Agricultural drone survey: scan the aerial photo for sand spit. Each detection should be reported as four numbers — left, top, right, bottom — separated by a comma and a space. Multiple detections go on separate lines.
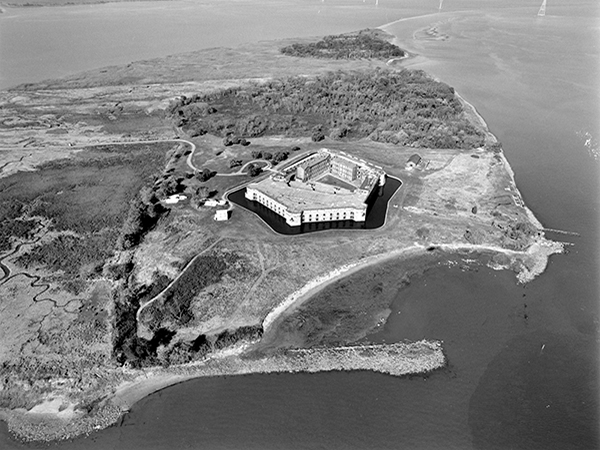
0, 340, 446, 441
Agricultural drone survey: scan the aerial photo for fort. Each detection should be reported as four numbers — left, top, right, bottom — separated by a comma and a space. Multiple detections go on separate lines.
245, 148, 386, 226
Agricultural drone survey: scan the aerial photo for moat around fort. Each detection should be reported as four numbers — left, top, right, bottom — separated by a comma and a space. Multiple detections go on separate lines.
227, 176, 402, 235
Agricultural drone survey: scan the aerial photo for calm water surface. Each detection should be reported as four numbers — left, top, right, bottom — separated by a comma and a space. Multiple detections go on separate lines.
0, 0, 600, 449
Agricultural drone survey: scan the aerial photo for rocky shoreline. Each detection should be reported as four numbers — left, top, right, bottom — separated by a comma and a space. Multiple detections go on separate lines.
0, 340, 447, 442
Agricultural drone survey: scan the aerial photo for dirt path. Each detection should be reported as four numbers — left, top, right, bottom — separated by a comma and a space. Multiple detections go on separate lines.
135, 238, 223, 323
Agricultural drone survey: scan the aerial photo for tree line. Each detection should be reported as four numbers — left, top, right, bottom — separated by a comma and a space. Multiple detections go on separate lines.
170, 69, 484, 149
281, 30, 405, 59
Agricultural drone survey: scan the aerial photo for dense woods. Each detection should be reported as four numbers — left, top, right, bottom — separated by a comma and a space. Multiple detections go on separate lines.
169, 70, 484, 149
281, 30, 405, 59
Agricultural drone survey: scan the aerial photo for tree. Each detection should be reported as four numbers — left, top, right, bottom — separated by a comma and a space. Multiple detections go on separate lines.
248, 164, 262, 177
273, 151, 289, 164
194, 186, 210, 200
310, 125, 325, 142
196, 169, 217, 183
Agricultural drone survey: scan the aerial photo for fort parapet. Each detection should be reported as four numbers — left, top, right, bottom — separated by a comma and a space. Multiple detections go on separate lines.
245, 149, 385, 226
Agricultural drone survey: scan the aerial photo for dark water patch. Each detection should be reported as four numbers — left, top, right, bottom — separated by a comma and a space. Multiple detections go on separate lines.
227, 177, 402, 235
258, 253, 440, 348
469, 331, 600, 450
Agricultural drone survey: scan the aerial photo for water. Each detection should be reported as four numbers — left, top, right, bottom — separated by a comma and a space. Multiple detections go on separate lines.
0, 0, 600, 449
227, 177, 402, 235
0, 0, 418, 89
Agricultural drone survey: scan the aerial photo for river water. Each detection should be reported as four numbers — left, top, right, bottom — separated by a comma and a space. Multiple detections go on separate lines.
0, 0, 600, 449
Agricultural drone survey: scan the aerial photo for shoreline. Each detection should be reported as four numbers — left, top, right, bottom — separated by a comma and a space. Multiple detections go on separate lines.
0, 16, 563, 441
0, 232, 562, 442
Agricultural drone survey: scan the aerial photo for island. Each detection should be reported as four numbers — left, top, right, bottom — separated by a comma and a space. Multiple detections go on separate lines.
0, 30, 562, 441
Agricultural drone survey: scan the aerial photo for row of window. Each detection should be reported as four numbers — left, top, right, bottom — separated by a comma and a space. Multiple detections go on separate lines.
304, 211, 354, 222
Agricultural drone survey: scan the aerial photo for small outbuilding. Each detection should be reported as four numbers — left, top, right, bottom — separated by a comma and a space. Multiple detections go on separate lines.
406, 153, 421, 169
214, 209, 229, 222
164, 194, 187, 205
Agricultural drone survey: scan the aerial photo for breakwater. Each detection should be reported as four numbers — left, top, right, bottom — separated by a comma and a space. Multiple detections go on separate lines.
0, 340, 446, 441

--

** TASK REQUIREMENTS **
Copy out, character for character, the lines above starting with the one that contains "for fort parapet." and stopping after the one that contains "245, 149, 385, 226".

** OUTPUT **
Agricultural drone survey: scan the aerial photo for fort parapet. Each detection should be reported as four numbers — left, top, right, bottom — separated by a comma and a space. Multiple detections go on separate lines.
245, 149, 385, 226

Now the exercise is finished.